> [SUPPLIED PASSAGE]:
────────────────

Through Crown land use planning it is possible to establish the land use intent to regulate areas as provincial parks or conservation reserves, or additions to provincial parks or conservation reserves. Such designations offer a high level of protection of natural heritage values suitable to the Highlands Corridor. Following a land use decision designating an area as a Recommended Provincial Park or Recommended Conservation Reserve, the policies applied during interim protection are replaced by the policies of the new designation. Once designated as a Recommended Provincial Park or Recommended Conservation Reserve the area can be regulated as a provincial park or conservation reserve under the Provincial Parks and Conservation Reserves Act (PPCRA). Precedents for this approach were the 58 new provincial parks and 268 new conservation reserves which were created under Ontario’s Living Legacy in 1999, with a total area protected of almost 2 million hectares.
Therefore, it is imperative that the Ontario Government do the following:
Explore opportunities for further protection of Crown lands within the Highlands Corridor through an assessment of life and earth science significance, and forestry values.
Municipal Government
Protection of the Highlands Corridor will not be feasible without support at the municipal level. The Haliburton Highlands Land Trust delivered a delegation to the County of Haliburton, Municipality of Trent Lakes and Township of North Kawartha and all three municipalities passed resolutions supporting the HHLT’s conservation efforts in the Highlands Corridor. The County of Haliburton recently developed a Community Climate Action Plan with the aim to reduce local greenhouse gas emissions from the broader community and better prepare for and adapt to a changing climate. One of the strategies identified was to protect natural assets with specific reference to the Highlands Corridor.

────────────────

> [TASK SET]:
1. How many new conservation reserves does the Highlands Corridor passage say were created under Ontario's Living Legacy in 1999?
2. Print the section of the Highlands Corridor passage that begins at the words "Therefore, it is" and stops after "and forestry values.".
The lines after this sentence come from a different source than the Highlands Corridor passage.

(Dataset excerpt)
────────────────

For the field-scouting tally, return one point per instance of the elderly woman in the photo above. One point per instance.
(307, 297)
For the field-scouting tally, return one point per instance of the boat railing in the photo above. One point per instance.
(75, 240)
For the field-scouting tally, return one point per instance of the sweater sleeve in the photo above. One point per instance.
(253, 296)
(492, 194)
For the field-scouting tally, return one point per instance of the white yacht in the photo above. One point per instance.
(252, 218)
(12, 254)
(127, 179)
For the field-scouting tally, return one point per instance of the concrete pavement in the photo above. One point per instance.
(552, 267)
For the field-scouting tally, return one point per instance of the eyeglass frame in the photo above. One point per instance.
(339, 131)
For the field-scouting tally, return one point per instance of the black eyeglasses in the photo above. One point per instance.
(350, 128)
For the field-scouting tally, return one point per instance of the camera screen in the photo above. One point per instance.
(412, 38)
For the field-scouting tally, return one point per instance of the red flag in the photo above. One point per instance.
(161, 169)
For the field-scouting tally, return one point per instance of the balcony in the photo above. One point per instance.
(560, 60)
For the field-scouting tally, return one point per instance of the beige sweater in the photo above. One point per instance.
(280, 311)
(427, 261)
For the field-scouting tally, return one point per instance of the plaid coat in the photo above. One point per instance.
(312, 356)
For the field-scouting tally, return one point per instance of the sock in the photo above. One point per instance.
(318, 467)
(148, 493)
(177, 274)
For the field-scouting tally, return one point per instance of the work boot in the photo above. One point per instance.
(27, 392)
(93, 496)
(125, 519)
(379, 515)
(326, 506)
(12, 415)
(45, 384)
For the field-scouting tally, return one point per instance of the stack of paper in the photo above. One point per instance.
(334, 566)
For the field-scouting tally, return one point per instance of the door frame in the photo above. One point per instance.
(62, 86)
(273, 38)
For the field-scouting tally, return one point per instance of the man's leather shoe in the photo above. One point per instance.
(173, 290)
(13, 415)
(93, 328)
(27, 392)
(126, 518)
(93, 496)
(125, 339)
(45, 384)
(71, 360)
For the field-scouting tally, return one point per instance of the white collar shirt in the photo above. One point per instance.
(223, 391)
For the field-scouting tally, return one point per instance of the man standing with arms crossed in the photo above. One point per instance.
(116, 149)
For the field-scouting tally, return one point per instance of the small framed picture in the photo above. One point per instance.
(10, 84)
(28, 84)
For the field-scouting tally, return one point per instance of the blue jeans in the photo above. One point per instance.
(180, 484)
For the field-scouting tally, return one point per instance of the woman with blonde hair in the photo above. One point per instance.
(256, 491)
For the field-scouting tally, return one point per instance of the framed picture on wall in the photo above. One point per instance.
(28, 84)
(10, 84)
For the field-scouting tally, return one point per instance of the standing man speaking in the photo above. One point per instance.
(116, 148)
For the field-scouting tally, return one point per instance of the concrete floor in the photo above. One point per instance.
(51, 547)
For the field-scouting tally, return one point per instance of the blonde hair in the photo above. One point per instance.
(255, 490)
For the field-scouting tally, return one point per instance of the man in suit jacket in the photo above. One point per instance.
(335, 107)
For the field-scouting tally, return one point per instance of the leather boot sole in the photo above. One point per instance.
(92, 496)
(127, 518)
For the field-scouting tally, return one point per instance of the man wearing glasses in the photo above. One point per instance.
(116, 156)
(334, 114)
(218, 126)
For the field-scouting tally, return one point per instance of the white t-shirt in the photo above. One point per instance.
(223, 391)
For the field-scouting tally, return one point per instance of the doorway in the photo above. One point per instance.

────────────────

> [ANSWER SET]:
1. 268

2.
Therefore, it is imperative that the Ontario Government do the following:
Explore opportunities for further protection of Crown lands within the Highlands Corridor through an assessment of life and earth science significance, and forestry values.